[start Data rows]

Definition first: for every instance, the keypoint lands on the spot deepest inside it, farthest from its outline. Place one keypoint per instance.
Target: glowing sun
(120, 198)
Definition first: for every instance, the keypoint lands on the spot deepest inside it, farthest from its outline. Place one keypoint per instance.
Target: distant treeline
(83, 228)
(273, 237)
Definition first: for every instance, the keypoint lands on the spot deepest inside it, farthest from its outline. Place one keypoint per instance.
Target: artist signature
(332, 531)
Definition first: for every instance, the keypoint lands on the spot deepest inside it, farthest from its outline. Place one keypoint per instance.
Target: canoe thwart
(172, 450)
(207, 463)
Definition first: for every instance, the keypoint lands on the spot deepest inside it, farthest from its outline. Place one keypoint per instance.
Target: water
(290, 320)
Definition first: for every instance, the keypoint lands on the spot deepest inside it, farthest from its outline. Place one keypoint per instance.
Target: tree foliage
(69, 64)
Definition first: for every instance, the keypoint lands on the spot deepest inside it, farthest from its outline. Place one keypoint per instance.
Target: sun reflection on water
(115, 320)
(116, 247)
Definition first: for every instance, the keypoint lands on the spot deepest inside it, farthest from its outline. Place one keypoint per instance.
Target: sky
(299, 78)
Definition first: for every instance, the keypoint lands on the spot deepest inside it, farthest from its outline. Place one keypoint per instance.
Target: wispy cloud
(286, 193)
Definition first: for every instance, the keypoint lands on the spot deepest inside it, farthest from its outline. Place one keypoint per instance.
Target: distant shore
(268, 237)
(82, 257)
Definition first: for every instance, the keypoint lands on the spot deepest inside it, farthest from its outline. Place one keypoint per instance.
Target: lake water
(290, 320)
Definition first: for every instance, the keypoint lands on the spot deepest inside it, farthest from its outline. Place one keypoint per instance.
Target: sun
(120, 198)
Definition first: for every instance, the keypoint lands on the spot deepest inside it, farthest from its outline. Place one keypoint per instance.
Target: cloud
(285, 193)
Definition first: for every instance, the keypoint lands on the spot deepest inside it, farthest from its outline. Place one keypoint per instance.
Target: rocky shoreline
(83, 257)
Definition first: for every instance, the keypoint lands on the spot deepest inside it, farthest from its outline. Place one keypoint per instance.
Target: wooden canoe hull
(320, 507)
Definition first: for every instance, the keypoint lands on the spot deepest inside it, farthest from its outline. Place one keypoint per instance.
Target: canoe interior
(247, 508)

[end Data rows]

_Work to complete_:
Please set down each line of the records exactly as given.

_Finished answer_:
Definition first: for every instance, the keypoint lands on the spot deepest inside it, farthest from its outline. Place one keypoint per instance.
Target: glowing sun
(120, 198)
Definition first: for every instance, the keypoint lands on the spot deepest inside it, farthest from its outline. Place one keypoint per instance.
Target: distant treeline
(83, 228)
(273, 237)
Definition first: for every instance, the keypoint lands on the spot deepest inside it, farthest from its outline. Place one keypoint per instance.
Target: artist signature
(332, 531)
Definition first: for every instance, the keypoint lands on the spot deepest inside it, farthest from its outline. Place one keypoint per instance.
Target: canoe thwart
(172, 450)
(207, 463)
Definition first: for every instance, the keypoint lands on the spot deepest inside it, farthest from its outline. Place one keypoint per instance.
Target: water
(290, 320)
Definition first: for every instance, the keypoint lands on the spot deepest inside it, farthest from its outline. Place one keypoint per instance.
Target: tree foliage
(69, 64)
Definition first: for every instance, the keypoint lands on the spot deepest inside it, farthest from its outline. Place one keypoint per instance.
Target: sun reflection on water
(115, 320)
(116, 247)
Definition first: for every instance, the keypoint lands on the spot deepest inside it, farthest from its outline. Place one keypoint per instance.
Target: sky
(299, 78)
Definition first: for every instance, the keypoint lands on the spot deepest inside it, farthest from its outline. Place one keypoint per instance.
Target: wispy cloud
(286, 193)
Definition first: for every instance, the keypoint lands on the spot deepest inside it, farthest from its outline. Place one keypoint per instance.
Target: distant shore
(268, 237)
(82, 257)
Definition first: for every instance, the keypoint lands on the spot deepest inside it, farthest from its outline. Place one keypoint per instance.
Target: lake water
(290, 320)
Definition first: for every instance, the keypoint lands on the spot deepest inside it, farthest from its outline. Place one keypoint per instance.
Target: sun
(120, 198)
Definition first: for every instance, the keypoint lands on the spot deepest inside it, farthest from its outline. Place one keypoint per instance.
Target: cloud
(285, 193)
Definition first: for every instance, the keypoint lands on the spot deepest inside it, farthest from its outline. Place one keypoint per instance.
Target: rocky shoreline
(83, 257)
Definition first: for every instance, the keypoint lands on the spot deepest inside it, farthest from its outline. Place one keypoint per instance.
Target: wooden canoe hull
(320, 507)
Definition first: for every instance, the keypoint lands on the spot deepest inside it, farthest from its outline. Place one keypoint per instance.
Target: canoe interior
(247, 508)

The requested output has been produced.